> [To do]:
Could you repeat, word for word, every line from the one containing "Could you please locate the calm" through the final line of the records below, and nothing else?

(Region annotation entries)

-- Start --

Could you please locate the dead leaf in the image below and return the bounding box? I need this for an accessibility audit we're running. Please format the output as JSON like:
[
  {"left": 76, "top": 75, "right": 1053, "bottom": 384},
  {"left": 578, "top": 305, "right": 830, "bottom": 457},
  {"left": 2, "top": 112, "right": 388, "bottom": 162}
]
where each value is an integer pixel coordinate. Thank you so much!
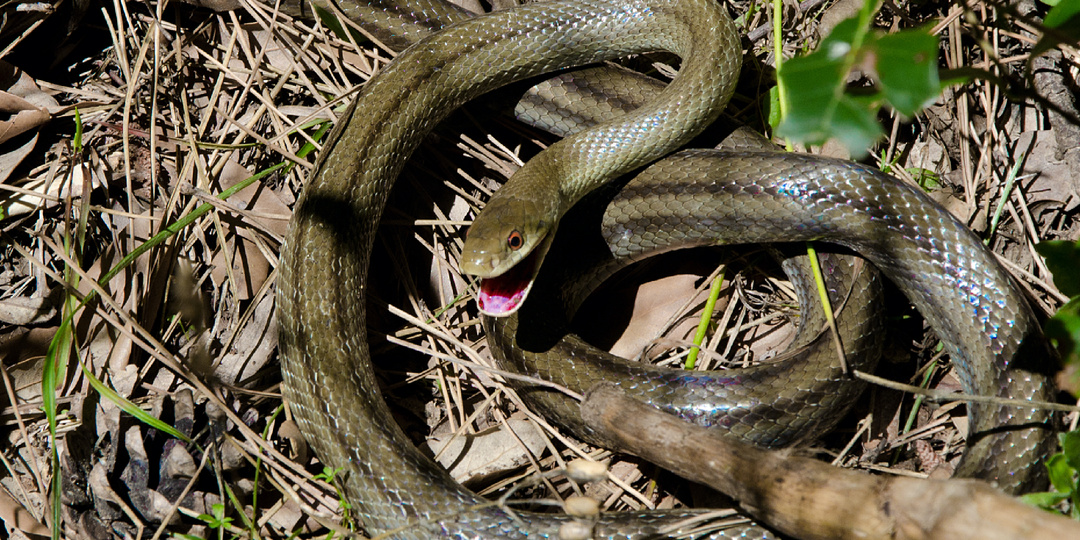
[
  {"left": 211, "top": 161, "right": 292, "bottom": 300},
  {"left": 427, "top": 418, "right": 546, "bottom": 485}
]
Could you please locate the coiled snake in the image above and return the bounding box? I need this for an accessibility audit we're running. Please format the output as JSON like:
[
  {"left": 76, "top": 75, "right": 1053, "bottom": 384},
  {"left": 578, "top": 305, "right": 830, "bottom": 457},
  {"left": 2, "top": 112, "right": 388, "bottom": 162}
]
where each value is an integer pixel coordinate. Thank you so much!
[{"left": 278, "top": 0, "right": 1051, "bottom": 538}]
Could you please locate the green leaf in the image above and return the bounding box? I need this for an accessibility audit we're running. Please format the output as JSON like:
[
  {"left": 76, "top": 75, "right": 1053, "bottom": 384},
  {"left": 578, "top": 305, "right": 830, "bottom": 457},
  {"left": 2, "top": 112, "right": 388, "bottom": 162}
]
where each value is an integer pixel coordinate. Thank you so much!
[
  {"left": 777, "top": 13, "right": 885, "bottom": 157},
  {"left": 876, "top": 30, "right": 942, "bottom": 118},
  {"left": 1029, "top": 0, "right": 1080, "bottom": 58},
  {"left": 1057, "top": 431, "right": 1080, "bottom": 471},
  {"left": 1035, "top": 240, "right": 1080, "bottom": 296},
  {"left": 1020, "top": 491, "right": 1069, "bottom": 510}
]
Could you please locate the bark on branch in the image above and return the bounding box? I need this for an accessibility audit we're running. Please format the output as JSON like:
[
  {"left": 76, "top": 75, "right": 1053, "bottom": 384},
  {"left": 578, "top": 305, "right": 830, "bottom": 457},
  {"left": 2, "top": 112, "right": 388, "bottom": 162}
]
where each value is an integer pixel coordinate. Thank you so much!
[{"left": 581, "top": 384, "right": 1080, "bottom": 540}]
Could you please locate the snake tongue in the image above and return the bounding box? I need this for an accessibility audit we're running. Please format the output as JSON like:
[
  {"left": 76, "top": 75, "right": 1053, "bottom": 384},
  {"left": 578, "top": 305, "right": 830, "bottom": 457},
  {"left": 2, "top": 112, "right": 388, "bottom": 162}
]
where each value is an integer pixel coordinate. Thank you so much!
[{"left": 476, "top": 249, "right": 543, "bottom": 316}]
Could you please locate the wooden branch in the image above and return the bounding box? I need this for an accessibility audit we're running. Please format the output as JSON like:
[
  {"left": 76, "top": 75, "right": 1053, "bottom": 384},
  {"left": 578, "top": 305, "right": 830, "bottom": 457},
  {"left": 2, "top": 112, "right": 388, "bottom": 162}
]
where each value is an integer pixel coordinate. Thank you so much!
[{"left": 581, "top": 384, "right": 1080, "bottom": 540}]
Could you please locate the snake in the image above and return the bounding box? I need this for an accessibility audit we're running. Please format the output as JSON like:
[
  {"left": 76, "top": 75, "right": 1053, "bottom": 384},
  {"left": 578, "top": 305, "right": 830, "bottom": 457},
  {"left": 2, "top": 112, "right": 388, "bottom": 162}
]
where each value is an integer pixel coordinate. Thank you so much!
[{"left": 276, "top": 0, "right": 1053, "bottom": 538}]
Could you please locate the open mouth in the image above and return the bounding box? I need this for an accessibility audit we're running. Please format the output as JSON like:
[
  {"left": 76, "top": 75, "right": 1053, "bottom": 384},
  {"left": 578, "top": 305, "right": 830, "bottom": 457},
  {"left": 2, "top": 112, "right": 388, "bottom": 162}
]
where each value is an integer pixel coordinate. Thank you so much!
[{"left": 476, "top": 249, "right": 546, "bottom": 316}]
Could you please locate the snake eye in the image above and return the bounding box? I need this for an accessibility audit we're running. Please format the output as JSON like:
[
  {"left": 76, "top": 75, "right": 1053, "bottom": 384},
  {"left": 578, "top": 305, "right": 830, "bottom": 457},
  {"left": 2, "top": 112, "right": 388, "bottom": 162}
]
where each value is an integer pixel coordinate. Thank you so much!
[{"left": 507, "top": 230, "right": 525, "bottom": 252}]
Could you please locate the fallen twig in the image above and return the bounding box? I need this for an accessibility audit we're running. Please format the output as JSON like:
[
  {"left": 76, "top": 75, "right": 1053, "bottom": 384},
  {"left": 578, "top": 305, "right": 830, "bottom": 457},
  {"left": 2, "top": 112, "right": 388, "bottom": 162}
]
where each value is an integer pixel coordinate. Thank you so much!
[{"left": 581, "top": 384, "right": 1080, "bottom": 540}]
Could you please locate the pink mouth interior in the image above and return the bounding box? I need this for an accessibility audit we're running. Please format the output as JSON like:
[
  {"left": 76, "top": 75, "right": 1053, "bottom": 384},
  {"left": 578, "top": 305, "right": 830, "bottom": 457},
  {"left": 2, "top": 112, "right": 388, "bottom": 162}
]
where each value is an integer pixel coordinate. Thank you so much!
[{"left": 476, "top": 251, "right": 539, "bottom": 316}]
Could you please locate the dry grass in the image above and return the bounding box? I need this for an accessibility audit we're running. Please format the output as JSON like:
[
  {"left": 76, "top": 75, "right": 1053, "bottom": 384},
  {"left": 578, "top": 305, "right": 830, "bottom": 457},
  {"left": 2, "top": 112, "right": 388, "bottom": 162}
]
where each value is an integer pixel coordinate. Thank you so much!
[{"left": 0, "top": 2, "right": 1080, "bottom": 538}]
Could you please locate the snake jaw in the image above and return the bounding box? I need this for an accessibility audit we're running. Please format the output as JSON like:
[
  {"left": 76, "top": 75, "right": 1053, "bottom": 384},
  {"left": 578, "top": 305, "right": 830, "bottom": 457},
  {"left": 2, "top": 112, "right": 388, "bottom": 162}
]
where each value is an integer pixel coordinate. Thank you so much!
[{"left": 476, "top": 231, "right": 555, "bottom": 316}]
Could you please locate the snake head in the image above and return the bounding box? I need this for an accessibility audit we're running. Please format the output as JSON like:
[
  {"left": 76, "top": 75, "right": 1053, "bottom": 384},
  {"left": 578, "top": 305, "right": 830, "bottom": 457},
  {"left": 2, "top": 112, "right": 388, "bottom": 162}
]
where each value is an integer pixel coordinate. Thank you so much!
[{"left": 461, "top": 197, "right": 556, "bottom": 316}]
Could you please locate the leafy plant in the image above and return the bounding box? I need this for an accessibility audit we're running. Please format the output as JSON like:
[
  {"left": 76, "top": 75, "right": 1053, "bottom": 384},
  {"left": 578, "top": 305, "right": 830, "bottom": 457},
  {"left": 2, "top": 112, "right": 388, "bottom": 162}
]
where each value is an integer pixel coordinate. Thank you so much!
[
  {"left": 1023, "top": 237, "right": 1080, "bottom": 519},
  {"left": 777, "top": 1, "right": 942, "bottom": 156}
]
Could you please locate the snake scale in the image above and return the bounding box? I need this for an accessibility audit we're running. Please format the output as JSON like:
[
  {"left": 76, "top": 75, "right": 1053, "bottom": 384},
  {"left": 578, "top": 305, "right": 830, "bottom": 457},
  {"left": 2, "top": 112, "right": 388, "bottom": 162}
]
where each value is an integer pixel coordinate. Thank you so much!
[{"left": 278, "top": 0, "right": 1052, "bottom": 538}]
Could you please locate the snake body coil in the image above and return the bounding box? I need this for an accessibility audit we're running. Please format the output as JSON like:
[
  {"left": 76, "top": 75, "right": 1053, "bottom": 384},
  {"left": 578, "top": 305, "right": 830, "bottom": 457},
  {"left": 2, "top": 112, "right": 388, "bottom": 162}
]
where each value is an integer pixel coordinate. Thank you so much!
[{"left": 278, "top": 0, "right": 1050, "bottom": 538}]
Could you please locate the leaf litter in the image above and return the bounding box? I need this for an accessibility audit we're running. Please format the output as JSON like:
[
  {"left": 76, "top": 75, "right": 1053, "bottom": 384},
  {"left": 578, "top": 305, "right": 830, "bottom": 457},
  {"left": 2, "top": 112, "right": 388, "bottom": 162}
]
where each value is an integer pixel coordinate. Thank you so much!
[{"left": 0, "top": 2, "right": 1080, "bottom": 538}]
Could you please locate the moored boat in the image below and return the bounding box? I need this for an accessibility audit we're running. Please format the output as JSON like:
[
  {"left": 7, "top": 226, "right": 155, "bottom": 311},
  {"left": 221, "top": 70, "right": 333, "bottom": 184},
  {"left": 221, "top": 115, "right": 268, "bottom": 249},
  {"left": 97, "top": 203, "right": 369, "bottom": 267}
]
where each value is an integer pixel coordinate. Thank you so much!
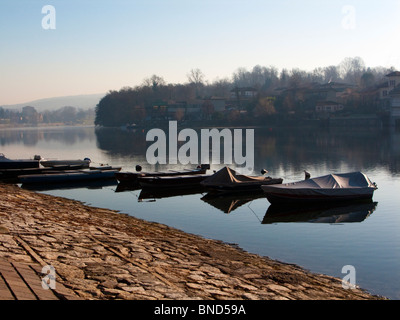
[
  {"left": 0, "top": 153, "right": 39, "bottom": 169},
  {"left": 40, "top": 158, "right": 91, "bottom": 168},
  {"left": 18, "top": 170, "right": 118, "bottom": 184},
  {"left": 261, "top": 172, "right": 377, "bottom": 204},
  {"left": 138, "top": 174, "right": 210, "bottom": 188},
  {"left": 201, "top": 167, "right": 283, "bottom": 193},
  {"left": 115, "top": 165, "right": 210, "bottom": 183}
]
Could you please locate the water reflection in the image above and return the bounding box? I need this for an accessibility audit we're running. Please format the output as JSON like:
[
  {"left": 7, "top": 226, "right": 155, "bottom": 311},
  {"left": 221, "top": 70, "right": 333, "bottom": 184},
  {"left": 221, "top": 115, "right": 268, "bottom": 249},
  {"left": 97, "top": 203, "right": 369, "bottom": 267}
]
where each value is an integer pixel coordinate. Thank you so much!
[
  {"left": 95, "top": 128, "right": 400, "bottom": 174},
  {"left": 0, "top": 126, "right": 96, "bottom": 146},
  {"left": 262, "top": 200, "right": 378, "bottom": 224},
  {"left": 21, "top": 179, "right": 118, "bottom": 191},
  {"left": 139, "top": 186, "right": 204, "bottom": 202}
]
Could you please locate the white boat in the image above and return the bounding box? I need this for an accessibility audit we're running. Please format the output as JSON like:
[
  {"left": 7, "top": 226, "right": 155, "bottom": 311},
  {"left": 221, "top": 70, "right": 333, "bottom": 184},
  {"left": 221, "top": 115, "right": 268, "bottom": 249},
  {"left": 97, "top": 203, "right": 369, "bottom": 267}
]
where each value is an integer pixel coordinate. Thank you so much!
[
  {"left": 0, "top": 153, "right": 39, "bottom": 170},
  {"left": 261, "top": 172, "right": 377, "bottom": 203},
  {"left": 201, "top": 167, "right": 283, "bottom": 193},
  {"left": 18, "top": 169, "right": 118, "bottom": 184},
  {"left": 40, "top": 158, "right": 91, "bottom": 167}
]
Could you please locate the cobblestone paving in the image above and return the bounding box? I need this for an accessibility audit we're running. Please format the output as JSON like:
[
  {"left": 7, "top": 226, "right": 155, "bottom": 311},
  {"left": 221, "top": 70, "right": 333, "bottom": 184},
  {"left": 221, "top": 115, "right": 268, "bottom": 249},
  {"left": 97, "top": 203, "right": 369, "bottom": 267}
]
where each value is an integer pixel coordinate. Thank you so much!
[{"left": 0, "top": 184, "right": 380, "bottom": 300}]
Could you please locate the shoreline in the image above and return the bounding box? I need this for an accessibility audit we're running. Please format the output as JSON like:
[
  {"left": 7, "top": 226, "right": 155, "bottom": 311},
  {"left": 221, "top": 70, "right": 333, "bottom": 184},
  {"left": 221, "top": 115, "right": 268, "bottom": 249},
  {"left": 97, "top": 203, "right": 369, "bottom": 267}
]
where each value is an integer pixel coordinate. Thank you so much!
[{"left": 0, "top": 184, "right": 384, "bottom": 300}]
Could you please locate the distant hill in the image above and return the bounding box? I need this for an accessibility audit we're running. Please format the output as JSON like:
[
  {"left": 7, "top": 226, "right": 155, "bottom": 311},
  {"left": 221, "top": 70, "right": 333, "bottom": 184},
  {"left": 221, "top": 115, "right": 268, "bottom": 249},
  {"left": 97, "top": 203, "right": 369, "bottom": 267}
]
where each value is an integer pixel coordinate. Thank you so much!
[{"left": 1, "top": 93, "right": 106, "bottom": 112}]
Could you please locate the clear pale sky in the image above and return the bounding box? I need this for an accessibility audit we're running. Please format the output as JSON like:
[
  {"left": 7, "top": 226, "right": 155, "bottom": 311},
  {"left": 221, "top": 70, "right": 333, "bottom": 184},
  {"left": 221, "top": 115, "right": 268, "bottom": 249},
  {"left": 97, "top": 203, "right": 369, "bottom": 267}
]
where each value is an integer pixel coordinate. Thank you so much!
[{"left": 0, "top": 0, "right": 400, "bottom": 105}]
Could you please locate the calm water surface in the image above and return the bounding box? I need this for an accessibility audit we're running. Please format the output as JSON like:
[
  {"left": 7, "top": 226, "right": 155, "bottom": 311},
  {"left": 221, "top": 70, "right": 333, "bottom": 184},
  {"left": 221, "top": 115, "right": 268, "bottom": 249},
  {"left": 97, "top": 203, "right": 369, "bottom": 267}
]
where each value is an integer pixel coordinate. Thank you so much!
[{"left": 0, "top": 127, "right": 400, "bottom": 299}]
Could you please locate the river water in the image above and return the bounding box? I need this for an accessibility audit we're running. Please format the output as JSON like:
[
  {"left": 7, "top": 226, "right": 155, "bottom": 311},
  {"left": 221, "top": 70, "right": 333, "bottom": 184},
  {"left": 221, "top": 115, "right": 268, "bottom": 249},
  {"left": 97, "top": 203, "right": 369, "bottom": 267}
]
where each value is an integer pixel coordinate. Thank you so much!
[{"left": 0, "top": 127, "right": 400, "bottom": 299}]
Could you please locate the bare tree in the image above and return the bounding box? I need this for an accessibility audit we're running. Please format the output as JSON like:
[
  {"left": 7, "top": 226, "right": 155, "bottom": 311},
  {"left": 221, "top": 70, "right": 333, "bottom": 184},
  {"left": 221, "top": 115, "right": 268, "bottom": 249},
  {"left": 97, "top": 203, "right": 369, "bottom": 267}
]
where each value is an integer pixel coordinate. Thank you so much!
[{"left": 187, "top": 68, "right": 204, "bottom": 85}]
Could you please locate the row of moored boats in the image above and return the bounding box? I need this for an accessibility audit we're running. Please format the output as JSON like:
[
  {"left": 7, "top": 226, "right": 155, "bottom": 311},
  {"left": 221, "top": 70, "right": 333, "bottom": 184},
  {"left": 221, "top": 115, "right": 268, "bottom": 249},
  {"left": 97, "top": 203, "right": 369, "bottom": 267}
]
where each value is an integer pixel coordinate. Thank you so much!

-- End --

> [Reply to the task]:
Could you please locate the calm water surface in the image above and return the bounding box? I need this for an accessibility audit we're running. Please format the output as JSON like:
[
  {"left": 7, "top": 226, "right": 155, "bottom": 311},
  {"left": 221, "top": 70, "right": 333, "bottom": 184},
  {"left": 221, "top": 115, "right": 268, "bottom": 249},
  {"left": 97, "top": 203, "right": 369, "bottom": 267}
]
where each value is an integer pixel coordinate. Thank you so much!
[{"left": 0, "top": 127, "right": 400, "bottom": 299}]
Could you please locate the river water in the image above and return the bounding box? I need this for an accessibility audit we're running. Please format the output as JSON like:
[
  {"left": 7, "top": 226, "right": 155, "bottom": 311},
  {"left": 221, "top": 70, "right": 333, "bottom": 184},
  {"left": 221, "top": 115, "right": 268, "bottom": 249},
  {"left": 97, "top": 203, "right": 369, "bottom": 267}
]
where each value is an integer pixel coordinate. Thank you so much!
[{"left": 0, "top": 127, "right": 400, "bottom": 299}]
Could you please locate the bare tree in the image above and return the bounding box? I need this for an accessibility audit we're running. Please format the output as JSON like:
[
  {"left": 7, "top": 226, "right": 155, "bottom": 311},
  {"left": 221, "top": 70, "right": 333, "bottom": 184},
  {"left": 221, "top": 115, "right": 268, "bottom": 249},
  {"left": 97, "top": 203, "right": 369, "bottom": 267}
]
where each value is an integer pixel coordinate. Thank you so much!
[{"left": 187, "top": 68, "right": 204, "bottom": 85}]
Could you please locate the row of moored boats in the image above and return the bounding box? I need this for an accessibility audit we're running. Please format the output as JSON like:
[
  {"left": 7, "top": 226, "right": 155, "bottom": 311},
  {"left": 221, "top": 70, "right": 333, "bottom": 184},
  {"left": 221, "top": 115, "right": 268, "bottom": 249},
  {"left": 97, "top": 203, "right": 369, "bottom": 267}
]
where each value is an integer pixel coordinate. Thank you so much!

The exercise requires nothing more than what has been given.